▶ **MATERIAL SHOWN**
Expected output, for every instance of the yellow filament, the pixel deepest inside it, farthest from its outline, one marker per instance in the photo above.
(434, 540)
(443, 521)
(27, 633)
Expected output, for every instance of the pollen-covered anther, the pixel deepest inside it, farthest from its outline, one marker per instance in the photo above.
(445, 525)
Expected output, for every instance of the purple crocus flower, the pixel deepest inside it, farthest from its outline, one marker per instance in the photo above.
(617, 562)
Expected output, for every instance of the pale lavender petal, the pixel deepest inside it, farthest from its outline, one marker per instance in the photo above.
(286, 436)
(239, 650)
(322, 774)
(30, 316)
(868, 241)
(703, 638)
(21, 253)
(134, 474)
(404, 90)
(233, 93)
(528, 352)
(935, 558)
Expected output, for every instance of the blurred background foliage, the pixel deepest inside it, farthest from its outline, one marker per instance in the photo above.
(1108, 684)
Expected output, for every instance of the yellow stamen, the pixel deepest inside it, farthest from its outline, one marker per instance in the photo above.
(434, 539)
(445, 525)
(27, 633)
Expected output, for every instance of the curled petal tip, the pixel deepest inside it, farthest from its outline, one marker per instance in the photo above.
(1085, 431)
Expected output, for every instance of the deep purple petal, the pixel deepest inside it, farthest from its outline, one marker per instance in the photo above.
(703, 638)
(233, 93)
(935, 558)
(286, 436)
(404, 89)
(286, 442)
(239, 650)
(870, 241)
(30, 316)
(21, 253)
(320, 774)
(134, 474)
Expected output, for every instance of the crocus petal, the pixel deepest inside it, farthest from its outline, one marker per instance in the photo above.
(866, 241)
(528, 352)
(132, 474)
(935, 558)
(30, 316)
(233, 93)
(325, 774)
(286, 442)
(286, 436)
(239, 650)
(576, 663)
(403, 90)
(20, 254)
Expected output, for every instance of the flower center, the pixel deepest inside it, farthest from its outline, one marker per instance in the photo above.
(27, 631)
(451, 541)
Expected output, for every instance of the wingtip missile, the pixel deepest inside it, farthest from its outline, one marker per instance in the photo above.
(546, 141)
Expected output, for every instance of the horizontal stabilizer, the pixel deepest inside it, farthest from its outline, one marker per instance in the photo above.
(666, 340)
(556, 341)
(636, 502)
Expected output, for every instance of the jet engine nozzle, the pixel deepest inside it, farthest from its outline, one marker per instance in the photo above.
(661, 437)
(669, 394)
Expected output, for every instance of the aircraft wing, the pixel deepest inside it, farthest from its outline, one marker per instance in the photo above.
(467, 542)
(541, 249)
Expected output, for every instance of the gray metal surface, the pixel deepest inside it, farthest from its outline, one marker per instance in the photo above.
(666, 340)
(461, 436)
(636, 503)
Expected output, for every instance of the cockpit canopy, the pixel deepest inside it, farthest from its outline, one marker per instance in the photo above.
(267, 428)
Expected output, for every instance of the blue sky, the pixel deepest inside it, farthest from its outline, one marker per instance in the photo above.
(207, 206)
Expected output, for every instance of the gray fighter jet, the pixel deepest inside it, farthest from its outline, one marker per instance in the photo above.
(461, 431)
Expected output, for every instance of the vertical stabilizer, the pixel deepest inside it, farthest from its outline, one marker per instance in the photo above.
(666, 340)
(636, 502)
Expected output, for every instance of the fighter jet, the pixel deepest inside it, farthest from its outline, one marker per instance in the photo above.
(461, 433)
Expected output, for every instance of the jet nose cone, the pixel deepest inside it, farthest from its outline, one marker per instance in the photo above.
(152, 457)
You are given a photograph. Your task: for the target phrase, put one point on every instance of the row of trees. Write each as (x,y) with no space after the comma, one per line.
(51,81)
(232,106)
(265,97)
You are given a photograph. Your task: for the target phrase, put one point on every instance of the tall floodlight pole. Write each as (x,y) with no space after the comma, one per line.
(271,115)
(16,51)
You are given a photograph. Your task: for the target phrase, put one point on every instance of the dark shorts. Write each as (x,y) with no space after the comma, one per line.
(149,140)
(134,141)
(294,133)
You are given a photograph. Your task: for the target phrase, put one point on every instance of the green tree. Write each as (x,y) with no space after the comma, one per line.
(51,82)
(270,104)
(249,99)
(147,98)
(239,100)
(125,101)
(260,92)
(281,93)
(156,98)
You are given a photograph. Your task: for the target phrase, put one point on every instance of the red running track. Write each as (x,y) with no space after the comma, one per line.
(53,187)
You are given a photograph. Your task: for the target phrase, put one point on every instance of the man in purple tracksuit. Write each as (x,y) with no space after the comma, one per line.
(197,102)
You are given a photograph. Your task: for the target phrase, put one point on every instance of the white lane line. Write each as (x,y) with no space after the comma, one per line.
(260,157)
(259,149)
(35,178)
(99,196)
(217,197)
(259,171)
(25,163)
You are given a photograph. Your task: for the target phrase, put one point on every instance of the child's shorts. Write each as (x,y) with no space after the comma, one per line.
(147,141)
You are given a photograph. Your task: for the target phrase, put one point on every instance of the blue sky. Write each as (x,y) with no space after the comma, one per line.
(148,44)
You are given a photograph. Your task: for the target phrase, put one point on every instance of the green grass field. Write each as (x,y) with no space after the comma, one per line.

▶ **TASK TO COMPLETE**
The output should match the records above exactly, entry for entry.

▶ **EXERCISE SOLUTION**
Expected output, for every instance of the yellow filament, the pixel deepest inside it, farthest from its outline, one marker per instance in the photo above.
(434, 540)
(443, 521)
(27, 633)
Expected output, for every instance of the pollen-covered anther, the pixel deepest inside it, farthest from its outline, one marker per instance in the photo above.
(445, 525)
Expected output, for every instance of the purple crocus flower, the pixel deepest inside it, farthest from its outline, one marker per instance in the photo above.
(617, 562)
Expected output, for every instance of the pale lavender petal, the pixel deepest inside it, farthest from its outline, one marker per instance in the photo above.
(286, 436)
(239, 650)
(322, 774)
(30, 316)
(868, 241)
(703, 638)
(21, 253)
(134, 474)
(404, 90)
(233, 93)
(528, 352)
(935, 558)
Expected output, for every instance of the blurred background foliage, the pixel deepest inside it, farthest from its outline, one marker per instance in the photo above.
(1108, 684)
Expected output, for every instance of the yellow stamen, the pixel deepest inside it, farthest from its outline, one marker per instance in the photo above.
(434, 539)
(445, 525)
(27, 633)
Expected output, for every instance of the curled petal tip, the pixel deepest inside it, farthest from its outline, one marker per instance in the photo above.
(1085, 431)
Expected output, for every instance of the deep purple petal, the pixel deepest inside it, farthest from its outline, one marker per instance in the photo above.
(703, 638)
(233, 93)
(935, 558)
(286, 436)
(404, 89)
(286, 442)
(239, 650)
(870, 241)
(30, 316)
(21, 253)
(320, 774)
(134, 474)
Expected output, for every instance of the crocus petal, the pixel deepest inside it, farthest from its outline, one marker per instance in the photo above.
(866, 241)
(528, 352)
(132, 474)
(935, 558)
(30, 316)
(233, 93)
(325, 774)
(286, 442)
(286, 436)
(239, 650)
(576, 663)
(403, 90)
(20, 254)
Expected output, for every instance of the flower center, the pixel deepest inside it, farthest from its outline, one marker per instance in the photo above.
(27, 631)
(451, 541)
Expected output, for every instance of the wingtip missile, the pixel deepest inside it, farthest from its outline, one marker per instance in the photo above.
(546, 141)
Expected output, for every instance of the horizontal stabilizer, the pixel deepest inside it, farthest from its outline, one marker per instance in the photo above.
(666, 340)
(556, 341)
(636, 502)
Expected output, for every instance of the jet engine nozzle, the pixel deepest inside it, farthest from its outline, one marker per instance in the photo above.
(661, 437)
(669, 394)
Expected output, for every instance of the aircraft wing, the pixel deepest inside it, farthest from its outline, one marker per instance in the photo above.
(467, 542)
(541, 249)
Expected output, for every instance of the gray metal surface, the pixel deepest inside it, farthest from its outline, one marker per instance in the photo above.
(666, 340)
(461, 436)
(636, 503)
Expected output, for every instance of the cockpit canopy, the pixel deepest inside it, farthest from its outline, one marker per instance in the photo above.
(267, 428)
Expected output, for every instance of the blue sky, the pixel deepest inside it, farthest from its outline, one marker per instance in the photo above.
(207, 206)
Expected output, for every instance of the gray fighter jet, the pixel deepest inside it, farthest from its outline, one marker per instance in the photo above.
(461, 431)
Expected output, for every instance of the vertical stabilizer, the pixel deepest inside it, farthest from its outline, one marker per instance in the photo above.
(666, 340)
(636, 502)
Expected output, for every instance of the fighter jet, the pixel deepest inside it, farthest from its outline, one marker per instance in the photo above.
(461, 433)
Expected output, for every instance of the jet nose cone, the pixel deepest inside it, farthest from its outline, one marker per instance in the photo above.
(152, 457)
You are given a photograph. Your task: for the target phrase, put one point on every instance of the row of trees. Write each as (x,y) with no space after the comma, one per line.
(51,81)
(232,106)
(265,97)
You are given a photograph. Your task: for the target phrase, put one point on every instance of the tall floodlight pole. Write each as (x,y) with no space after the comma, one per line.
(271,115)
(16,51)
You are given a photograph. Your task: for the target phrase, put one point on every instance of the dark shorts. Write each as (x,y) with no space after the comma, one per line.
(149,140)
(134,141)
(294,133)
You are given a photograph. Your task: for the target phrase, put one point on every instance of the green tree. Write each as (x,y) with no space after the comma, one per line.
(51,82)
(270,104)
(249,99)
(147,98)
(239,100)
(125,101)
(260,92)
(281,93)
(156,98)
You are given a photograph. Your task: for the target phrase, put one point on every instance of the red running track. Write each as (x,y) with no space after the comma, one per line.
(53,187)
You are given a photograph. Your task: for the target phrase, put one point on every instance of the man in purple tracksuit. Write each as (x,y) with no space after the comma, one per line.
(197,102)
You are given a photograph. Your task: for the target phrase, put one point on every instance of the white lane line. Write each as (x,y) with no space after the comma, one per line.
(260,157)
(259,149)
(35,178)
(99,196)
(217,197)
(259,171)
(25,163)
You are given a photograph. Your task: for the target phrase, put one point on every instance of the child's shorts. Write each as (x,y) with no space after the comma, one per line.
(147,141)
You are given a photograph. Your task: for the target phrase, put one point on every instance of the blue sky. Write each as (x,y) with no space after the comma, one per line.
(148,44)
You are given a photograph. Your task: for the target phrase, put one point on every instance of the green grass field. Write each as (x,y) with no space after the comma, one per line.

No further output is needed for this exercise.